Arrange the lines of the entries below as a Markdown table with the columns "Row" and "Line," numbering each row and leaving out blank lines.

[Coordinate labeling data]

********

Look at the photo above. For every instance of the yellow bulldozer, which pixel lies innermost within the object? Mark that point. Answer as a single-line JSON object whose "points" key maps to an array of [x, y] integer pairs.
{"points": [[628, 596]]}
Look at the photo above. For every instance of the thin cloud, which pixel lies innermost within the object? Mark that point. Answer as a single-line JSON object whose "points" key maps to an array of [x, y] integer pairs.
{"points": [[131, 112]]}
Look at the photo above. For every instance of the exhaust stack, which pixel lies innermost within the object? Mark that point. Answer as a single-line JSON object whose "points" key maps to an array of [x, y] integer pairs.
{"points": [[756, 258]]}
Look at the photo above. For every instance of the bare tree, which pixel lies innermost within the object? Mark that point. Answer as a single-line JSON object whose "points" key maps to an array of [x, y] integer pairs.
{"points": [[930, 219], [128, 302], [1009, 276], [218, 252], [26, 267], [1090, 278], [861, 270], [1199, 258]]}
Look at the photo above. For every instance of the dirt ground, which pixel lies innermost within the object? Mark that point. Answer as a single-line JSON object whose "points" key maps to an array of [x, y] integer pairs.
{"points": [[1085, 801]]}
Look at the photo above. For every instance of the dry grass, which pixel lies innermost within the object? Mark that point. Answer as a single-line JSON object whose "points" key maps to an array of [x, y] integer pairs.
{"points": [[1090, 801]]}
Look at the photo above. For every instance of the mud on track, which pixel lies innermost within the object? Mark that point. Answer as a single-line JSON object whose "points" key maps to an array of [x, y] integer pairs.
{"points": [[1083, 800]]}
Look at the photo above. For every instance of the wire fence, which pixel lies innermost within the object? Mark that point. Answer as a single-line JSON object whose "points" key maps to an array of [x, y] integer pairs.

********

* _Exercise solution_:
| Row | Line |
|---|---|
| 1 | Look at the photo above. For every instance of the yellow bulldozer, which pixel lies innermost within the object? Mark that point. Answer as a single-line JSON object whose "points" key maps to an array of [x, y] integer pairs. |
| 2 | {"points": [[628, 596]]} |
| 3 | Look at the photo above. For every instance of the thin cloud, which pixel lies innermost within the object? Mark that point. Answer as a single-line JSON object whose "points" key maps to an array of [x, y] integer pairs. |
| 4 | {"points": [[131, 112]]} |
| 5 | Look at the photo above. For every instance of the exhaust stack, which pixel lies innermost within the object? Mark that point. Answer as a single-line JSON object whose "points" key maps to an array of [x, y] integer pairs. |
| 6 | {"points": [[756, 258]]} |
| 7 | Look at the photo above. For every instance of the bare tree, which pixel lies innermost within the object? Mark that point. Answer as a single-line JSON object whose "points" key maps to an array of [x, y] integer pairs. |
| 8 | {"points": [[930, 219], [128, 302], [1009, 276], [218, 252], [26, 267], [1090, 278], [861, 270], [1199, 258]]} |
| 9 | Look at the photo above. For every instance of the dirt ground, which pixel lies innermost within the object? Mark that point. Answer as a single-line JSON object whose "points" key maps to an array of [x, y] integer pairs. |
| 10 | {"points": [[1085, 801]]} |
| 11 | Look at the photo above. For every instance of the dry grass, which pixel lies innermost within the object? Mark that point. Answer as a single-line JSON object whose "points" key maps to an array of [x, y] integer pairs. |
| 12 | {"points": [[1090, 801]]} |
| 13 | Look at the photo above. For every instance of the mud on track, which pixel lies innermost within the object? Mark that point. Answer as a single-line JSON object whose "points" key maps to an array of [x, y] integer pairs. |
| 14 | {"points": [[1083, 800]]} |
| 15 | Look at the photo above. For every instance of the wire fence, which pixel lies innermost within the object? Mark that point. Answer as a single-line JSON object whose "points" key maps to an array of [x, y] integer pairs. |